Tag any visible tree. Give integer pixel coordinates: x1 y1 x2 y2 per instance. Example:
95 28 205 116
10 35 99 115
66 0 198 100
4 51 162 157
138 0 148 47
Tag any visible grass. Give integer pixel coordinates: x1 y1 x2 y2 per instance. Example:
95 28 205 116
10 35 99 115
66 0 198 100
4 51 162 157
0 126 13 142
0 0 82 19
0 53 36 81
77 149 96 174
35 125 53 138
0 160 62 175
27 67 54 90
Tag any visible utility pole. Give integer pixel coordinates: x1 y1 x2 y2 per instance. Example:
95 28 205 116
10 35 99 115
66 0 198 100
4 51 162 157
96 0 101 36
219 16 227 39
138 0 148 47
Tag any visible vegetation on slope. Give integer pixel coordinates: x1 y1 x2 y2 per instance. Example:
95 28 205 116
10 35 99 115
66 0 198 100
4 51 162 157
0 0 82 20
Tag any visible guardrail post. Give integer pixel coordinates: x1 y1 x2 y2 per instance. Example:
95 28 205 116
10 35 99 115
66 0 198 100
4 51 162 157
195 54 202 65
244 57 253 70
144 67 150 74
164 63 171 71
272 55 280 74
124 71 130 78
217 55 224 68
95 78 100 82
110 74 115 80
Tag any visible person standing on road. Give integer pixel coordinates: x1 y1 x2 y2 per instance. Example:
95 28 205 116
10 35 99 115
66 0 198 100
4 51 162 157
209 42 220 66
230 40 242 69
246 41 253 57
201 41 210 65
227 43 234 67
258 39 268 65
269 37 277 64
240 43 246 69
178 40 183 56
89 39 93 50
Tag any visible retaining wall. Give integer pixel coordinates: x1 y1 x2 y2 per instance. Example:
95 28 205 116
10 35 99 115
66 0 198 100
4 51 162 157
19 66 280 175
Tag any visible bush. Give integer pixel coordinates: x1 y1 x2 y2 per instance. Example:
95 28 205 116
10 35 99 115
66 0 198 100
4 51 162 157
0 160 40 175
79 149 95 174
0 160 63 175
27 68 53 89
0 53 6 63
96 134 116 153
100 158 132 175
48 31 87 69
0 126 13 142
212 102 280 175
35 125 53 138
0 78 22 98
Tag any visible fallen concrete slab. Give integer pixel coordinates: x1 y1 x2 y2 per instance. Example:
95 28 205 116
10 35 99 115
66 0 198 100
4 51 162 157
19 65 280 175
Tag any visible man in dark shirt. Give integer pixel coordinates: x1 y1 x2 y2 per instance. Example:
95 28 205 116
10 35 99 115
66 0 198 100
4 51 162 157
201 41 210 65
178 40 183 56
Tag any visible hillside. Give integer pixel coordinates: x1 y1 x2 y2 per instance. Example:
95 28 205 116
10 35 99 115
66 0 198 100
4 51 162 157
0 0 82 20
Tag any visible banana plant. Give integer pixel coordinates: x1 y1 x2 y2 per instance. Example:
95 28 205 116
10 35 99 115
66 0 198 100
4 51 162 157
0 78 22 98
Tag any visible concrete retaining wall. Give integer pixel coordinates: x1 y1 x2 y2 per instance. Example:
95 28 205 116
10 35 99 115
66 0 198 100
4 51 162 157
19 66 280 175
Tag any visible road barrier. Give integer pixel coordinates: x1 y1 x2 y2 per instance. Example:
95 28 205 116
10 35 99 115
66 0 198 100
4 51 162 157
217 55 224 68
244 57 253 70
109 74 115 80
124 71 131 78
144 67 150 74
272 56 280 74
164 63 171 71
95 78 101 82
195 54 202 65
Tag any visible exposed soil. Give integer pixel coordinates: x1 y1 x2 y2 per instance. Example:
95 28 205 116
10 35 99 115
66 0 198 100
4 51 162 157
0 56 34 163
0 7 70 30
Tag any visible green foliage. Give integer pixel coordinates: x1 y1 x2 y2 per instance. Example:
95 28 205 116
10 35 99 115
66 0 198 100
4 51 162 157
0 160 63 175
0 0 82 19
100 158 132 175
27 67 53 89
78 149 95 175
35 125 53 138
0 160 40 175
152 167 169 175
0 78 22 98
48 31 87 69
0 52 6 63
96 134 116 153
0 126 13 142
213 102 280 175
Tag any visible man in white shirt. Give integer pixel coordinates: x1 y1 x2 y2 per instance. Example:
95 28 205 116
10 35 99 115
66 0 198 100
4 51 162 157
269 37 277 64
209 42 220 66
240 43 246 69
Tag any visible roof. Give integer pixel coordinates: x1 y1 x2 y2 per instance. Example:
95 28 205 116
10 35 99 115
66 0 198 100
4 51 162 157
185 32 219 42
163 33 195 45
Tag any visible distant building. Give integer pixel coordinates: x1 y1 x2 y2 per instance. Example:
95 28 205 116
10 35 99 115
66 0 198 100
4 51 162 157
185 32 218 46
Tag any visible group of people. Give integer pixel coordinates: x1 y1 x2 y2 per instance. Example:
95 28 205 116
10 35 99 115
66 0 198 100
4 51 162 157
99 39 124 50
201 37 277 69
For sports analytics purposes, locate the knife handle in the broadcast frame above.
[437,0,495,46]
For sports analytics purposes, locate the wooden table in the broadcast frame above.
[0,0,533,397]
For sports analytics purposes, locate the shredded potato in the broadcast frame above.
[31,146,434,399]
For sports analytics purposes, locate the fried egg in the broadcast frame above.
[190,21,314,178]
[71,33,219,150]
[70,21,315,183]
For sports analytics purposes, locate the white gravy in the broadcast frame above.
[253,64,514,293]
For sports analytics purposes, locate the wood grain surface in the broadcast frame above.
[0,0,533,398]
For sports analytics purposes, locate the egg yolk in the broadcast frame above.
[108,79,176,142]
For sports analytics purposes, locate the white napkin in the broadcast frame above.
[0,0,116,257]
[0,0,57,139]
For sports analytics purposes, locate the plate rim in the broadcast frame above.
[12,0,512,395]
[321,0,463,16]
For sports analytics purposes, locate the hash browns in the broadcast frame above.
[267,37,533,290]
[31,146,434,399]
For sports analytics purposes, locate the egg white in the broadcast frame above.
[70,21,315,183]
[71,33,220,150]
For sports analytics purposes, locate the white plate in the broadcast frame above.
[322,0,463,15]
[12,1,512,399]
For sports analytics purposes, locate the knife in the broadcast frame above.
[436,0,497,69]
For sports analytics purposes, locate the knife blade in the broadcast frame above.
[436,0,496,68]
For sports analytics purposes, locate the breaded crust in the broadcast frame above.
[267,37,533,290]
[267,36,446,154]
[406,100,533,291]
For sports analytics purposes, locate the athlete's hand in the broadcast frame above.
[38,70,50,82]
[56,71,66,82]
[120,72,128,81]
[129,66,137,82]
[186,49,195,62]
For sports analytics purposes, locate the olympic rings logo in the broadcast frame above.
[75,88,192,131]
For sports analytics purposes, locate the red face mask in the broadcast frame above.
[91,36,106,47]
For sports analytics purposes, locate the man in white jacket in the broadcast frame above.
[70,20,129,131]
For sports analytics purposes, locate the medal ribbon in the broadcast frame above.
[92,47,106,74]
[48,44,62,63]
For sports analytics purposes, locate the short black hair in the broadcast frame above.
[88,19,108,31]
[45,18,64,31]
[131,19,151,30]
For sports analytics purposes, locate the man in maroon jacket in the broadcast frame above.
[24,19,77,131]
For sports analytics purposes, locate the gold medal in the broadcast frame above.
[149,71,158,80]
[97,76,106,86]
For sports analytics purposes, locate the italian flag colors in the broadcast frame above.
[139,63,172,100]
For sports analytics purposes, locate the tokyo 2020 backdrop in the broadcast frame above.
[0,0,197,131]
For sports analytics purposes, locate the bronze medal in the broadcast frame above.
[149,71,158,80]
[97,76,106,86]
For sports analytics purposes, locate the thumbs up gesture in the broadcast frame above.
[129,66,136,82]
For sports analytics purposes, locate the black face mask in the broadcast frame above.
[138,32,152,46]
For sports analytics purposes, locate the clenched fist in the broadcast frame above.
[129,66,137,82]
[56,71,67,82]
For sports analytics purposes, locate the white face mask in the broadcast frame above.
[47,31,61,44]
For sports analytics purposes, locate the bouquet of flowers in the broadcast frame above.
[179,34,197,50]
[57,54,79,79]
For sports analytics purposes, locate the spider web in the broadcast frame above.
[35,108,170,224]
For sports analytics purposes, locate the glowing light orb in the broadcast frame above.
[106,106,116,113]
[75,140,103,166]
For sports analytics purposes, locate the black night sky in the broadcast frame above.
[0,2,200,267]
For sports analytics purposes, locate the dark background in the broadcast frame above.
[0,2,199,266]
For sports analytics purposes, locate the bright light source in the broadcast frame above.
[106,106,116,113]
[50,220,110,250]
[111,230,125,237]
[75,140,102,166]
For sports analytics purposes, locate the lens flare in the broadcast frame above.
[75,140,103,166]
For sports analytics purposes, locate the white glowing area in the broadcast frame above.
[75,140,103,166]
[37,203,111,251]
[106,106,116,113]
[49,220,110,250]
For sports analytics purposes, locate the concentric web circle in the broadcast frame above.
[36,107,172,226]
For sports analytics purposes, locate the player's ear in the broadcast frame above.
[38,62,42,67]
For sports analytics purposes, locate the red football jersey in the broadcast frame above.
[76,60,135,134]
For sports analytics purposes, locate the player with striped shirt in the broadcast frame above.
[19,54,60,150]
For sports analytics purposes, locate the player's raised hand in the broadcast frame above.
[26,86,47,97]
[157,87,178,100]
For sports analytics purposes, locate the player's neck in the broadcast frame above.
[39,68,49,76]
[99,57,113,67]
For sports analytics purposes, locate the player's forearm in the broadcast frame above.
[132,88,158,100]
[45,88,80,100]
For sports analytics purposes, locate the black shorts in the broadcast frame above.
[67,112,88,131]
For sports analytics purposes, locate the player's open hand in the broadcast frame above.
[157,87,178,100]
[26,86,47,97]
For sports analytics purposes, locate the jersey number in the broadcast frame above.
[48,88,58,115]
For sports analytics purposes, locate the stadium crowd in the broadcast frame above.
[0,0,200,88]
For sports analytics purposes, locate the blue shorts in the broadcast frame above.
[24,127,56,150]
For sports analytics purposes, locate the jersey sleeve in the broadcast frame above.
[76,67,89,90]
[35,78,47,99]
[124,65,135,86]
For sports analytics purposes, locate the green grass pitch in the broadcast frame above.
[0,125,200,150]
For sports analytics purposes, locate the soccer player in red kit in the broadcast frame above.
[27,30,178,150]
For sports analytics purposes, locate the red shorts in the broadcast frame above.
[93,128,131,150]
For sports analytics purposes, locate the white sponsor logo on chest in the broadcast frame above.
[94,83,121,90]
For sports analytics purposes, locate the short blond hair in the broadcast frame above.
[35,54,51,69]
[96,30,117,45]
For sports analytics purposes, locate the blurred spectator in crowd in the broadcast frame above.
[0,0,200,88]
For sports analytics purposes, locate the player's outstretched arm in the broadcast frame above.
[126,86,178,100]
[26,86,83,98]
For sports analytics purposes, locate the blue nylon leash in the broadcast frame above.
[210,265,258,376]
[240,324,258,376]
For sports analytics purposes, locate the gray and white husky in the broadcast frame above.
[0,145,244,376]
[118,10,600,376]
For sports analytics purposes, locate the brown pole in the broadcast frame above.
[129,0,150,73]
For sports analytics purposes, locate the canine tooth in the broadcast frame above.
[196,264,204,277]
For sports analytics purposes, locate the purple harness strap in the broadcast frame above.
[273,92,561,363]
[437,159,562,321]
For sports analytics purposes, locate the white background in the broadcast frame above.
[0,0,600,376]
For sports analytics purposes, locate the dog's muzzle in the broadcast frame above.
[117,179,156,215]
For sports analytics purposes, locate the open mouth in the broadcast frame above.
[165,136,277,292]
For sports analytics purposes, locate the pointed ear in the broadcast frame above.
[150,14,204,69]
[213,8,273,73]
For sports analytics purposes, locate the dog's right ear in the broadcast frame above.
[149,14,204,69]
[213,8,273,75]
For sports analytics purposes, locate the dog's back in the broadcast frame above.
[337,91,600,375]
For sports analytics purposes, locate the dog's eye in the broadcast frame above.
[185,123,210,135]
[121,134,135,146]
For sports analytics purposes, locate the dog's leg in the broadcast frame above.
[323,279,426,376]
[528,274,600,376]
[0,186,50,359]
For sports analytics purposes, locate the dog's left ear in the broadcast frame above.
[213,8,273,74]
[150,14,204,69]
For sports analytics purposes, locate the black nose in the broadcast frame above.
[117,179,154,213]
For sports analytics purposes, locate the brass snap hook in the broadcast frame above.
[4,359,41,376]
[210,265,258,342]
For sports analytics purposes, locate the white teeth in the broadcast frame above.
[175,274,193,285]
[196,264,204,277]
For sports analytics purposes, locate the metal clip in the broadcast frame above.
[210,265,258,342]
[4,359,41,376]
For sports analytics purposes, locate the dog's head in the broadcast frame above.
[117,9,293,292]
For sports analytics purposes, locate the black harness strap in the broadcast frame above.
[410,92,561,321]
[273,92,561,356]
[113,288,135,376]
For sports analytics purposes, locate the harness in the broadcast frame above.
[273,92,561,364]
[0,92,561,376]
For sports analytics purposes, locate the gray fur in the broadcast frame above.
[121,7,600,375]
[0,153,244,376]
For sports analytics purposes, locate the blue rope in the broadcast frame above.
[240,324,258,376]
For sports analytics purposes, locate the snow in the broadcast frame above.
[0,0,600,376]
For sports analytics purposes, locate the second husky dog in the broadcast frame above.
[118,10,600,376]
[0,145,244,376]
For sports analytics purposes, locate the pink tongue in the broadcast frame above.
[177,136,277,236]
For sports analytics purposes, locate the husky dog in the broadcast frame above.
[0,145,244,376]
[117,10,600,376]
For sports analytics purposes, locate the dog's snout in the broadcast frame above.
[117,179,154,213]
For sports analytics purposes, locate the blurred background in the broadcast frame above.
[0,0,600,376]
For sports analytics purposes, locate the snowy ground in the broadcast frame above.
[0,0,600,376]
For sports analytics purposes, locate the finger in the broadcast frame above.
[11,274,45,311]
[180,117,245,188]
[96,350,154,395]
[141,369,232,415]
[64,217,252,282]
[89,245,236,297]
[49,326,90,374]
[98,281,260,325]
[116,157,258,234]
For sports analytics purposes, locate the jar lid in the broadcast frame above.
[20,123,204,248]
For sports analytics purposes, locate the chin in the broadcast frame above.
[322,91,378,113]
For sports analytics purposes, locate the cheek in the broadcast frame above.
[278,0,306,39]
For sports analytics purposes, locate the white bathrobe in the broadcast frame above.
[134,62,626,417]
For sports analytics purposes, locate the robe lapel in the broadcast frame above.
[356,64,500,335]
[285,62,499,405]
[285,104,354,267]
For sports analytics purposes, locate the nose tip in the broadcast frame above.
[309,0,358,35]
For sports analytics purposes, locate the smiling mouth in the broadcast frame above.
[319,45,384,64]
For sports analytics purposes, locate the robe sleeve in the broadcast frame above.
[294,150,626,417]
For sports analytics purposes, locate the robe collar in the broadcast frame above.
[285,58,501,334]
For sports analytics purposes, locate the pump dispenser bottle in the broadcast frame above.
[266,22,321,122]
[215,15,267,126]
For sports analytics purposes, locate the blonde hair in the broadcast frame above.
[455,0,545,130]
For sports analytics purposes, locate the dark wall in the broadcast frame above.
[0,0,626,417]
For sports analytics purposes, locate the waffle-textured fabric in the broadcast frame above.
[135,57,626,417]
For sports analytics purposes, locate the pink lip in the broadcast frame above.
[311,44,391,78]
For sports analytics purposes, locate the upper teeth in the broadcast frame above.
========================================
### What is required
Rewrite the lines from the one with "For sports analytics purposes, locate the chin" to the one with "[134,62,626,417]", both included, with the requests unchanged and every bounding box coordinate in the answers offset by -36.

### Full solution
For sports analytics purposes, locate the chin in the broadcast frame above.
[286,55,342,77]
For sports analytics purposes, locate the cheek in the broadcast frame above.
[242,-36,270,3]
For sports analytics purposes, locate the white bathrobe in the broadcast frame above.
[98,26,590,381]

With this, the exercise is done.